[DATASET EXTRACT Boundary: Start]
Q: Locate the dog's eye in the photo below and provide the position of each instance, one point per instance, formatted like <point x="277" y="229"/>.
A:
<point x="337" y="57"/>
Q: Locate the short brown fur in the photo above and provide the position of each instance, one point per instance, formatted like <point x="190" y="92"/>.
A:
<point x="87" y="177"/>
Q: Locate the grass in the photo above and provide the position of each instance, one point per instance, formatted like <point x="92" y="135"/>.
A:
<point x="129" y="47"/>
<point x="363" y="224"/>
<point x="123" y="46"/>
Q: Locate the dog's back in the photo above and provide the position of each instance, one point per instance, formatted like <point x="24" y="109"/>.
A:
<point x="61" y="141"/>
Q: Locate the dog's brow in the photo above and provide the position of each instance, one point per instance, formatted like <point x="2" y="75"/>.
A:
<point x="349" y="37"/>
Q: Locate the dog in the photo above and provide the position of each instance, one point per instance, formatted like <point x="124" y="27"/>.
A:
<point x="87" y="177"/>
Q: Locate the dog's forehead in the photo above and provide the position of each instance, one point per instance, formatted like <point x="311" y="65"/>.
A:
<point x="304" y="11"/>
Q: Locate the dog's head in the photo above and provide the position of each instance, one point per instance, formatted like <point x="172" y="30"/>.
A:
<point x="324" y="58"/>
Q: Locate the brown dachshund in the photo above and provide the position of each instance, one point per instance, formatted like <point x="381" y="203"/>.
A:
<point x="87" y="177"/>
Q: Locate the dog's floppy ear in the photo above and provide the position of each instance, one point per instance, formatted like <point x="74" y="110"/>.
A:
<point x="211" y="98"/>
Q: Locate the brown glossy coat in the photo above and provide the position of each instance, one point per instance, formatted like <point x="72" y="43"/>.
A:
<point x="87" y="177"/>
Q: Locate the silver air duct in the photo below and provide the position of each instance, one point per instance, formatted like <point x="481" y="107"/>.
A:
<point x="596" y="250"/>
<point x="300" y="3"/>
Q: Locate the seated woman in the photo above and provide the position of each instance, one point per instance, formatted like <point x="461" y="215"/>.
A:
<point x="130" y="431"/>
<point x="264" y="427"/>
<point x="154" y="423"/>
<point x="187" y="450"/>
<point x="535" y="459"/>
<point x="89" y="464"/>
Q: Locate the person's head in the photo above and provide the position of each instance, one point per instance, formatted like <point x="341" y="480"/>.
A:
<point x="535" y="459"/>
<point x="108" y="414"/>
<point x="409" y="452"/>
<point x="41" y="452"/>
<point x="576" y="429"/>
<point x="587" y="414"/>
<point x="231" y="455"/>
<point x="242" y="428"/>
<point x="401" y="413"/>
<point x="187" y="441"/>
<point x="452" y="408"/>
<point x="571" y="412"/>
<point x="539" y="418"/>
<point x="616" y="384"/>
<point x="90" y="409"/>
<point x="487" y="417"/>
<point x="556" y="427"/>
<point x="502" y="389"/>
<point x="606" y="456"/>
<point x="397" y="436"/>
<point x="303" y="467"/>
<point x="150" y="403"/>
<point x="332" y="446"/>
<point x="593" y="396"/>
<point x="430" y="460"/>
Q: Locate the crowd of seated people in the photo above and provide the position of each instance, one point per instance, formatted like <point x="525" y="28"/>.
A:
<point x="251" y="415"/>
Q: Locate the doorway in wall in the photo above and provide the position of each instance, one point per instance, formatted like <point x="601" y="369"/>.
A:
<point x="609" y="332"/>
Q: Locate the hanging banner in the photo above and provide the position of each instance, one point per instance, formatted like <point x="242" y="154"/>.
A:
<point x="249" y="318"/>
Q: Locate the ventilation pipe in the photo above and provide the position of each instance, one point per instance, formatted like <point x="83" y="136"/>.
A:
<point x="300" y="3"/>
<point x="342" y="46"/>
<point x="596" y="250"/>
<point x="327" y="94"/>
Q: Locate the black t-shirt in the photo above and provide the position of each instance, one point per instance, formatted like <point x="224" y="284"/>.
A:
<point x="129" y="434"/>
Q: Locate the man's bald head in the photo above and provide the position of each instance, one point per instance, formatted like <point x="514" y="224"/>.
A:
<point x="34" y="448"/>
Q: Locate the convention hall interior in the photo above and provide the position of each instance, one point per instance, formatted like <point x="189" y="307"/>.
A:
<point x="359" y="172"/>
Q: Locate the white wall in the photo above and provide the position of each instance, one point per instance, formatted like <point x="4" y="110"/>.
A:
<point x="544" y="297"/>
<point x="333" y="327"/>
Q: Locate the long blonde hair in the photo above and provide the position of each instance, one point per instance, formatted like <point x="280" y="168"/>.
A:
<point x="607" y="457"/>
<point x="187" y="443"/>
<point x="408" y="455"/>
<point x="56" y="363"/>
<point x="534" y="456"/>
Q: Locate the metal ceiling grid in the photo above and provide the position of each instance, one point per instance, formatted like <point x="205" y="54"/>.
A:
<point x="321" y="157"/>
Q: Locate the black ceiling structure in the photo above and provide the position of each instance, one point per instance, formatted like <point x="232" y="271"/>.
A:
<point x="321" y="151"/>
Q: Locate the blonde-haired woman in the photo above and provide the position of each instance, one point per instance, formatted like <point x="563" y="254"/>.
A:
[DATASET EXTRACT Boundary: End]
## TASK
Output every record above in full, exactly as it reads.

## SOLUTION FOR THIS TASK
Q: Locate the dog's eye in the photo below and provide the position of each instance, one point per instance, formatted like <point x="277" y="229"/>.
A:
<point x="337" y="57"/>
Q: Locate the short brown fur in the photo above and provide the position of each instance, one point per instance, formatted like <point x="190" y="92"/>.
A:
<point x="87" y="177"/>
Q: Locate the grass in the photo above and provide the position of each instance, one point per instance, formatted like <point x="92" y="135"/>.
A:
<point x="129" y="47"/>
<point x="363" y="224"/>
<point x="123" y="46"/>
Q: Locate the dog's back in the photo above and provide the position of each instance, one point per instance, formatted like <point x="24" y="109"/>.
A:
<point x="61" y="141"/>
Q: Locate the dog's brow in the photo above and provide the position of each instance, one point per instance, formatted like <point x="2" y="75"/>.
A:
<point x="349" y="37"/>
Q: Locate the dog in the photo above and provide the position of each instance, one point per instance, formatted like <point x="124" y="27"/>.
A:
<point x="87" y="177"/>
Q: Locate the dog's forehead in the photo above and provide the position of each instance, one point per instance, formatted like <point x="311" y="65"/>.
A:
<point x="304" y="11"/>
Q: Locate the dog's head in the photo above and provide the position of each instance, one point per instance, formatted like <point x="172" y="30"/>.
A:
<point x="324" y="58"/>
Q: Locate the brown dachshund in the photo above and provide the position of each instance, one point per instance, formatted like <point x="381" y="203"/>.
A:
<point x="87" y="177"/>
Q: Locate the dog's floppy ear in the photo above and provide the position of each instance, one point per instance, formatted like <point x="74" y="110"/>.
A:
<point x="211" y="98"/>
Q: Locate the brown glossy coat in the photo above and provide the position of each instance, one point per instance, formatted like <point x="72" y="43"/>.
A:
<point x="87" y="177"/>
Q: Locate the silver air duct in the photo below and provide the position of each instance, one point per instance, formatted like <point x="481" y="107"/>.
A:
<point x="596" y="250"/>
<point x="300" y="3"/>
Q: Locate the seated woman in the photo above and provide the position of each instance, one point per instance, formatted like <point x="461" y="215"/>.
A:
<point x="130" y="431"/>
<point x="264" y="427"/>
<point x="154" y="423"/>
<point x="187" y="450"/>
<point x="535" y="459"/>
<point x="89" y="464"/>
Q: Locate the person's head in the photo above and provide the position of each instance, one point per instance, formatted like <point x="341" y="480"/>.
A:
<point x="535" y="459"/>
<point x="108" y="414"/>
<point x="409" y="452"/>
<point x="41" y="452"/>
<point x="576" y="429"/>
<point x="587" y="414"/>
<point x="231" y="455"/>
<point x="242" y="428"/>
<point x="401" y="413"/>
<point x="187" y="441"/>
<point x="452" y="408"/>
<point x="571" y="412"/>
<point x="539" y="418"/>
<point x="616" y="384"/>
<point x="90" y="409"/>
<point x="487" y="417"/>
<point x="556" y="427"/>
<point x="502" y="389"/>
<point x="606" y="456"/>
<point x="397" y="436"/>
<point x="303" y="467"/>
<point x="150" y="403"/>
<point x="332" y="446"/>
<point x="593" y="396"/>
<point x="430" y="460"/>
Q: Locate the crowd of seated people in the photo above and provide the position of each instance, one point per instance, formatted like <point x="525" y="28"/>.
A:
<point x="251" y="415"/>
Q: Locate the doorway in wall in the photo above and provide the position of each instance, one point per instance, formatted like <point x="601" y="369"/>.
A:
<point x="609" y="332"/>
Q: Locate the hanging banner in the photo above and provide the position of each instance, one point per instance, formatted like <point x="242" y="154"/>.
A:
<point x="249" y="318"/>
Q: Locate the ventilation pipe in the photo above and provide the position of each instance, one point per instance, formatted like <point x="83" y="136"/>.
A:
<point x="300" y="3"/>
<point x="342" y="46"/>
<point x="596" y="250"/>
<point x="327" y="94"/>
Q: Locate the black t-shirt in the photo above and provide the position of each instance, one point per instance, formatted like <point x="224" y="284"/>.
A:
<point x="129" y="434"/>
Q: Locate the man's bald head in the photo above and provide the position of each instance, one point per instance, formatted like <point x="514" y="224"/>.
A:
<point x="34" y="448"/>
Q: Locate the convention hall interior in the photo above and provide the position of each instance, one point per instance, formatted like <point x="189" y="307"/>.
A:
<point x="359" y="172"/>
Q: Locate the white wall in the photo above and provide the position of each instance, one point per instance, formatted like <point x="4" y="110"/>.
A:
<point x="544" y="297"/>
<point x="333" y="327"/>
Q: Locate the long blonde hair in the photo above and provide the position of each instance, one point per instance, formatted like <point x="280" y="168"/>.
A:
<point x="607" y="457"/>
<point x="187" y="443"/>
<point x="408" y="455"/>
<point x="56" y="363"/>
<point x="534" y="456"/>
Q: Locate the metal ceiling grid in the photo above and provide the position of each instance, one point per instance, formatted like <point x="205" y="54"/>.
A:
<point x="321" y="157"/>
Q: Locate the black ceiling structure in the photo above and provide the position of each instance, one point per instance, formatted like <point x="232" y="271"/>.
A:
<point x="321" y="151"/>
Q: Locate the blonde-haired woman in the photo above and provide the position of each instance, one point per instance, formatted like <point x="563" y="254"/>.
A:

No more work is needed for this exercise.